【原子力資料情報室声明】特定技能外国人労働者に原子力施設での作業をさせるべきではない

特定技能外国人労働者に原子力施設での作業をさせるべきではない

2019年4月26日

NPO法人原子力資料情報室

東京電力は門戸を開かれた特定技能外国人労働者を福島第一の廃炉作業に使用する意向を表明した。想定されているのは特定技能1号の外国人という。今後さらに他原発での作業にも拡大しかねないこの動きを以下の理由で断じて認めるわけにはいかない。撤回するべきだ。

1)原子力施設での作業には被ばくが伴う。多重下請構造の労働現場では、これまでの情報から、線量の高いエリアでの作業に回される可能性が高い。にもかかわらず、放射線防護に関する十分な教育と訓練が受けられないことが想定される。現状でも十分ではない上に、要求される日常会話レベルでは、いっそう不十分になる恐れが高い。放射線作業従事者としての管理が十分に行われず、被ばくによる労働災害の認定や追跡がいっそう曖昧になる恐れがある。

2)廃炉作業現場では、労働基準関係法令に違反する事例が際立っている。厚生労働省の統計によれば、2016年から18年の3年間だけを見ても、違反率は46%、38.4%、53.1%と高い。厚労省の指導にもかかわらず非常に高い状態が繰り返されているのである。これらは安全衛生関係ならびに労働条件関係、それぞれに高いが、特に労働条件ではいっそう高い。こうした法令違反の現状では、特定技能外国人労働者の労働条件がいっそう悪化する恐れがある。

3)東京電力は「発注者」としての責任がありながら、2)で見る事態に無責任な対応をしているばかりか、改善する能力がない。

依頼事項
- A) 外国人労働者と原子力施設に関する声明では、2016年から18年の3年間の廃炉作業現場における労働基準関係法令の違反率がいくつと示されていますか。
- B) 外国人労働者と原子力施設に関する声明の続きを書いてください。
項目は声明とは別の出典から取ったものです。

抜粋データ
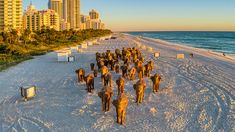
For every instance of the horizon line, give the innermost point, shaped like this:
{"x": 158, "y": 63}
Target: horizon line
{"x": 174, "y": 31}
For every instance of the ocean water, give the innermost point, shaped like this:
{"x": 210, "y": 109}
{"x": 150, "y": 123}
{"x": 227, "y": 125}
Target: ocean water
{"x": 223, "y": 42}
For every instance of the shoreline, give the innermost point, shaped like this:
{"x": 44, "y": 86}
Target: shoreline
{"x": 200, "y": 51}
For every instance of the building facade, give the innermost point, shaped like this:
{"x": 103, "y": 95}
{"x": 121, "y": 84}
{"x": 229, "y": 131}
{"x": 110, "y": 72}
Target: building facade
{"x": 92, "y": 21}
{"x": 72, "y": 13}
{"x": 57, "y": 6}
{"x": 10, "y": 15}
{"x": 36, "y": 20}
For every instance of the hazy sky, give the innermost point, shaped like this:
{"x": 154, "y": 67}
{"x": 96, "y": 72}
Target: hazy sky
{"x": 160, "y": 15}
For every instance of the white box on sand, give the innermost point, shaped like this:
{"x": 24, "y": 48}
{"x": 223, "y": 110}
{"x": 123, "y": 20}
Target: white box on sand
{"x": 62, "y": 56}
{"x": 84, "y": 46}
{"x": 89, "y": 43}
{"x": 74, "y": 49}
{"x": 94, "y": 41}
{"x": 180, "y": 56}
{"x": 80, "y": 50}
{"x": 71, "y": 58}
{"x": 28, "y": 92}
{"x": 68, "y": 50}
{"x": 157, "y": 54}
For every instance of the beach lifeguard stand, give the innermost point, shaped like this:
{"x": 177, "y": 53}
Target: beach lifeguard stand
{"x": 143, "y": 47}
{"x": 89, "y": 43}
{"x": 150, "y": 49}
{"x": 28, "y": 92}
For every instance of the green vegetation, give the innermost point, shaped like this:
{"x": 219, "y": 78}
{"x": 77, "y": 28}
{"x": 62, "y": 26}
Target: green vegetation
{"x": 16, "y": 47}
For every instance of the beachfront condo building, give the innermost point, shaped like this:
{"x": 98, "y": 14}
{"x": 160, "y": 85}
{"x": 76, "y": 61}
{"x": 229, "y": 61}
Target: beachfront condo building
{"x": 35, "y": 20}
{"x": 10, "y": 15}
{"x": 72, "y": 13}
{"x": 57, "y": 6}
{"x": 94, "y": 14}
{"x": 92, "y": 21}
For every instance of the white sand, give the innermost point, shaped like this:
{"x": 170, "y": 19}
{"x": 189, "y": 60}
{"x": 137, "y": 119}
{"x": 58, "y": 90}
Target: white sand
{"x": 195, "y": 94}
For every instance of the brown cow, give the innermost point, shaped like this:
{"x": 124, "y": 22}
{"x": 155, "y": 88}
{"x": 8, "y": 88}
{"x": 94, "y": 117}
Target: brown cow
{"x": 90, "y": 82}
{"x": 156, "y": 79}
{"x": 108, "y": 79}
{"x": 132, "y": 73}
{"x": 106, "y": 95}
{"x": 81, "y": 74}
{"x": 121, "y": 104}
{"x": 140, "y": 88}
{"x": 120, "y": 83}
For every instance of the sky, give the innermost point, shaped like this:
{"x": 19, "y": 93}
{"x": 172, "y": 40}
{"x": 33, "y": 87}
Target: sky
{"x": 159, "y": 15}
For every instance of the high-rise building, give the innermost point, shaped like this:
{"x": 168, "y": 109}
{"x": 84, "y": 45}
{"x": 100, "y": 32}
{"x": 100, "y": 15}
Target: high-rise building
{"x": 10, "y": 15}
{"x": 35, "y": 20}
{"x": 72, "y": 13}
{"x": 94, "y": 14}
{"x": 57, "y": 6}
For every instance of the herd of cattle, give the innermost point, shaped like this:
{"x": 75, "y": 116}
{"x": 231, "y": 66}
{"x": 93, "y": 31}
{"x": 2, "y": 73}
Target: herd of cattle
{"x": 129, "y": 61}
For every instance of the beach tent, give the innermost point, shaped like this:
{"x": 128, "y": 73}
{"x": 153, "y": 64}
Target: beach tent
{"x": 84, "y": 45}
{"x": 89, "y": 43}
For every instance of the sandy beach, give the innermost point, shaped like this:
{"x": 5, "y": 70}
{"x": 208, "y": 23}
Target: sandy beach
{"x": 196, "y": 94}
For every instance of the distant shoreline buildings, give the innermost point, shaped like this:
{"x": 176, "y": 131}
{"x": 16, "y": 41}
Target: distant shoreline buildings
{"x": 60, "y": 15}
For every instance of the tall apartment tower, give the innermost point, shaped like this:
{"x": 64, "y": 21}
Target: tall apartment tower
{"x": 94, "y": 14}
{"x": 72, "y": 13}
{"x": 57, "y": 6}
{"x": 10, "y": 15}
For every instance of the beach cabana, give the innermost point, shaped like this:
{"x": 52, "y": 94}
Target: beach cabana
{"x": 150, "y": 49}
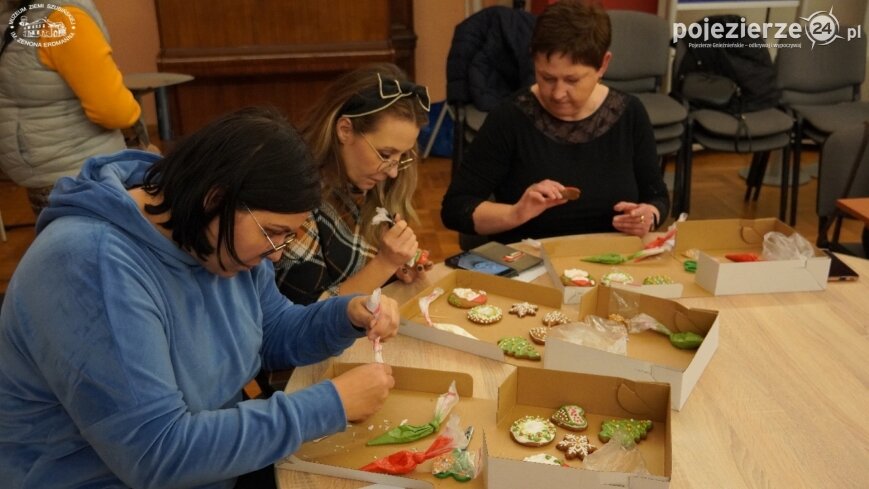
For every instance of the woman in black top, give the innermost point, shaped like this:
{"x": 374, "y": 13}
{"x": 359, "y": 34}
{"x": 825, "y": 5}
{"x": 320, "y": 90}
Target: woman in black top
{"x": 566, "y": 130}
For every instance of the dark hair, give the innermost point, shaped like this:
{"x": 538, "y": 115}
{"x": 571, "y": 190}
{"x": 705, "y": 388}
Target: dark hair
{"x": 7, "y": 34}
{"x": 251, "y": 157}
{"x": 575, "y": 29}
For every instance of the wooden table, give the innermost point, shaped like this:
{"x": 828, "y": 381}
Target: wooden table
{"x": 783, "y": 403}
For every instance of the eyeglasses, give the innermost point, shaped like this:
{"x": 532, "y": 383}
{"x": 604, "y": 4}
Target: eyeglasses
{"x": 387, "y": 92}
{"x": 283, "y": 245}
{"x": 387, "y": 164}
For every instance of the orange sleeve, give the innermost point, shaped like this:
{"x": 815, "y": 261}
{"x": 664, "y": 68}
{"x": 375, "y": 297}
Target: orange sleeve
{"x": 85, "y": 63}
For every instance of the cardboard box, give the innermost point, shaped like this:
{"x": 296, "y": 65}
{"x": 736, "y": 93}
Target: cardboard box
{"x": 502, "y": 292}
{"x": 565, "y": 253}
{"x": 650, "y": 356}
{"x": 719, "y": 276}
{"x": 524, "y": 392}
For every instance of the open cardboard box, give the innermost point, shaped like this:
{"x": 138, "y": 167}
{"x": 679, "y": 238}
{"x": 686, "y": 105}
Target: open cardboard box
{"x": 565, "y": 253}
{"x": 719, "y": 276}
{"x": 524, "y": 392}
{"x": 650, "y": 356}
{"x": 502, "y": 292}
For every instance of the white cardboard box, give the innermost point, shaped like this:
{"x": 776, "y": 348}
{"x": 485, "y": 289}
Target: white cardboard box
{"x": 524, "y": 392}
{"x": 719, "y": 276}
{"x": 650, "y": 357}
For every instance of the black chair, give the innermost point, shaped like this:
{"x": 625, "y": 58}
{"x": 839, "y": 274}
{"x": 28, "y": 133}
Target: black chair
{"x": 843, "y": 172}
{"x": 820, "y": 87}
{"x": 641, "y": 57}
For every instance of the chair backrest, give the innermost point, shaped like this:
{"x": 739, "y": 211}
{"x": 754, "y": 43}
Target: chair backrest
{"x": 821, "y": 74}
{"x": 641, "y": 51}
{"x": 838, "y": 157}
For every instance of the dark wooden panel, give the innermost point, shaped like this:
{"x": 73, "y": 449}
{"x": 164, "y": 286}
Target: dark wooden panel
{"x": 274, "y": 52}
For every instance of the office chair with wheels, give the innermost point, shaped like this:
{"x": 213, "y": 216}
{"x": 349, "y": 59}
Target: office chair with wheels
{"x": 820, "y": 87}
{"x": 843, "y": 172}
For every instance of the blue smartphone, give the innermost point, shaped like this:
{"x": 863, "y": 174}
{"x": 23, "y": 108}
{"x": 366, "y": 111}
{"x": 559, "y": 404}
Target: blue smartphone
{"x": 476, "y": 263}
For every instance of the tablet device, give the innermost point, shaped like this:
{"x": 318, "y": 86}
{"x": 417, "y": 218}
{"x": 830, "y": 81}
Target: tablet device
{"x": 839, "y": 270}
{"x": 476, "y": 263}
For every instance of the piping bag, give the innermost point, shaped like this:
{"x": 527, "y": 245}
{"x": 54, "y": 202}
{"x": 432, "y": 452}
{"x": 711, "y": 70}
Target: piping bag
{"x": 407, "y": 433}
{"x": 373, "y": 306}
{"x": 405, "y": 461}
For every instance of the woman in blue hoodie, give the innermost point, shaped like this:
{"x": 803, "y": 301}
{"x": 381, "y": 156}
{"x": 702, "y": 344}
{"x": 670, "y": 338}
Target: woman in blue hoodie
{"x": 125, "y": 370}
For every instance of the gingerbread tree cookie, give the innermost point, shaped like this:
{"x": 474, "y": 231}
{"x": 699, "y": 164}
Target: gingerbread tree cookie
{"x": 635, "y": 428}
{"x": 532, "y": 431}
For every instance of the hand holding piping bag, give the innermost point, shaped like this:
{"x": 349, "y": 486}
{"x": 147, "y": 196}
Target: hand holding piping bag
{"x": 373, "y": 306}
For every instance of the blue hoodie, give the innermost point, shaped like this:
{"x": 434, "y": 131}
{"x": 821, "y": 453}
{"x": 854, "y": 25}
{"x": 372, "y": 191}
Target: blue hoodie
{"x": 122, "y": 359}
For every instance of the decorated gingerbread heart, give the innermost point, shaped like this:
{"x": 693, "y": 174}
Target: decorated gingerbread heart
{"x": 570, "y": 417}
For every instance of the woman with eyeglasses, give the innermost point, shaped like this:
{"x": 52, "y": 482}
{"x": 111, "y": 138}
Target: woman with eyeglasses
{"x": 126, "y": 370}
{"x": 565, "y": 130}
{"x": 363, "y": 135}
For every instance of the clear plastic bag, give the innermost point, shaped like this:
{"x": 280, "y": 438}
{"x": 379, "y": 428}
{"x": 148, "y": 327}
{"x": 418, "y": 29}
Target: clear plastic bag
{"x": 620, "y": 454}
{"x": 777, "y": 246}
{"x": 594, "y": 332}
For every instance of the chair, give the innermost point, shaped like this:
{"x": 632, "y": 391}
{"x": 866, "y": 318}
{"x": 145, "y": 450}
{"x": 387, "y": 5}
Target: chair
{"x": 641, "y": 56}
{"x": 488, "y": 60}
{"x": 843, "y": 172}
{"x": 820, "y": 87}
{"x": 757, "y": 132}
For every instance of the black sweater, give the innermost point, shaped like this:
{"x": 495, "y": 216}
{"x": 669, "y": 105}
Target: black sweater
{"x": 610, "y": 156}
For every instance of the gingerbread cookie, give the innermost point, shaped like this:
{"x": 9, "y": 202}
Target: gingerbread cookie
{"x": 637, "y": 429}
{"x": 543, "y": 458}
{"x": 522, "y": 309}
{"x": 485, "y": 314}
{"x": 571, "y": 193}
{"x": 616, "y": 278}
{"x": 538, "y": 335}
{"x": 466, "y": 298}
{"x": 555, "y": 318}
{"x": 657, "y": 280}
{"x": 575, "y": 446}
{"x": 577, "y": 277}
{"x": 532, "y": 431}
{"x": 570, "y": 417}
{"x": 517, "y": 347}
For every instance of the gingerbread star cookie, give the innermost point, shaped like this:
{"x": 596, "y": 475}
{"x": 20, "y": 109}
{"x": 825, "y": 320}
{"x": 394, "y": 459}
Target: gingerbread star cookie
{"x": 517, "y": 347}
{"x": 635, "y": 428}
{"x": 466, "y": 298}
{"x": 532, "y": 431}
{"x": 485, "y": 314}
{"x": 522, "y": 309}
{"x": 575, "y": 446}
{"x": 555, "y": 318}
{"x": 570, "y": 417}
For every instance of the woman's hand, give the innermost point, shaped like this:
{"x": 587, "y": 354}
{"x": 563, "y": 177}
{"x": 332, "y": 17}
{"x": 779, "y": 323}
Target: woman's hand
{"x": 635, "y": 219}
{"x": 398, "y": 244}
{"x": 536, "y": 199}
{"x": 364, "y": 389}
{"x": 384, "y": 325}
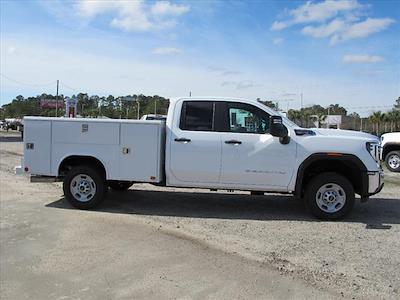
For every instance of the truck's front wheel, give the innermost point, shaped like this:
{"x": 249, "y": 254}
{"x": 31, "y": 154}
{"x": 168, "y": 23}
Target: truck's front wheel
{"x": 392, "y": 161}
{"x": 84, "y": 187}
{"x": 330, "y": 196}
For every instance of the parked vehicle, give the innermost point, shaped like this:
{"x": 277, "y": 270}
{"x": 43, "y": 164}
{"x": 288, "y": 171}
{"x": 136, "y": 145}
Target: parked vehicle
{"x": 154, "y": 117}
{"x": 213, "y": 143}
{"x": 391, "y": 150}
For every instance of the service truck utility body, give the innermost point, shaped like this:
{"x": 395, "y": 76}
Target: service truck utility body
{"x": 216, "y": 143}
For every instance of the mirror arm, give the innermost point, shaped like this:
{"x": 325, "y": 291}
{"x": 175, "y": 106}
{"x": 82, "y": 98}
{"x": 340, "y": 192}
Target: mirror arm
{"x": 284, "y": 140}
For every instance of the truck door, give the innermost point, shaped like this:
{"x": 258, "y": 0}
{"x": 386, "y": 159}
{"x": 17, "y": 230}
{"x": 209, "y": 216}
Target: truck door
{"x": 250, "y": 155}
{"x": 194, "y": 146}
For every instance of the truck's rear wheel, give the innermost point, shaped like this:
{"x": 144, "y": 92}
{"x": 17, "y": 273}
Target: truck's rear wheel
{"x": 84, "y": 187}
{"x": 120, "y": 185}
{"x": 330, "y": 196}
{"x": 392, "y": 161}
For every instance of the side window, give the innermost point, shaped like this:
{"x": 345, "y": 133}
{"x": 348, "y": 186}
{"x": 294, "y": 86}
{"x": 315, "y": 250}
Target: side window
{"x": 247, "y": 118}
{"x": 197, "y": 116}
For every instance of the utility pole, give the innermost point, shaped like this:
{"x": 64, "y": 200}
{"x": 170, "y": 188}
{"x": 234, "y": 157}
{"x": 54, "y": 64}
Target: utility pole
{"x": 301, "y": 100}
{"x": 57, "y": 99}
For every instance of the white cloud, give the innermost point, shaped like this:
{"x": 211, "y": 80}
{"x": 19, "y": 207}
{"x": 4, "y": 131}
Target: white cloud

課題ごとの回答
- A) 46%、38.4%、53.1%です。

- B)
東京電力は方針を撤回し、政府は特定技能外国人労働者の作業分野から原子力施設を除外するべきだ。

国籍を問わず、働く人たちの生命と健康が完全に保証されるべきであることが、もっとも基本なのではないのか。

(以上)

 

追加コメント:東電は“当面”ではなく方針自体を撤回するべきだ

2019年6月14日

5月21日、厚生労働省からの通達1を受けて、22日に東京電力は、「当面の間、発電所での特定技能外国人労働者の就労は行わないこととする」と発表した2

このなかで、「日本語や日本の労働習慣に不慣れな労働者に対する安全衛生管理体制を確立する必要があること」、「放射線に関する専門知識がない労働者が作業することに起因した労働災害・健康障害が発生する恐れがある」などと説明している。しかし、「より慎重に検討すべきと考えており、同検討には相当の時間を要する」、「引き続き、協力企業とも連携して、労働環境の整備に向け努めていく」としており、検討の余地を残している。

福島第一原発では、日本人作業員の労働環境も劣悪だ。2011年以降、福島第一原発作業員の放射線被ばくによる労災認定は6件しかない。被ばくを前提とした理不尽な使い捨て労働と、重層下請により電力事業者・元請・雇用業者の責任は曖昧となっている。この状態で外国人を受け入れても、労働条件の改善や生活・安全は保障されない。

被ばく線量管理については、各国での被ばく記録情報の一元管理、情報交換の確立、法規制の統一などなされておらず、その見通しもない。このような状況では被ばく影響と晩発性障害の立証は困難で、帰国後の健康影響への対応はできないと言わざるを得ない。

日本政府は、安い労働力を補うために外国人労働者の受け入れを拡大してきたが、権利侵害が相次いでいる。例えば、契約書がない、契約書があっても守られない、長時間労働、低賃金、賃金未払い、いじめ、パワハラ、在留取り消し制度など数えきれない。まずは、このような外国人労働者の労働環境の改善が必要である。外国人労働者を安価な労働力としてではなく、日本人と同じ労働者として認め、受け入れることができる社会の構築が必要だ。

これらの問題を放置したまま、特定技能外国人労働者を受け入ることは認められない。東電は“当面”ではなく方針自体を撤回するべきだ。その上で、東電との契約主体は元請け事業者でしかなく、重層下請構造の中で周知徹底させる努力をするべきである。

(以上)

 

※1 「東京電力福島第一原子力発電所における外国人労働者に対する労働安全衛生の確保の徹底について」 (2019年5月21日 厚生労働省労働基準局安全衛生部「基安発0521第1号」)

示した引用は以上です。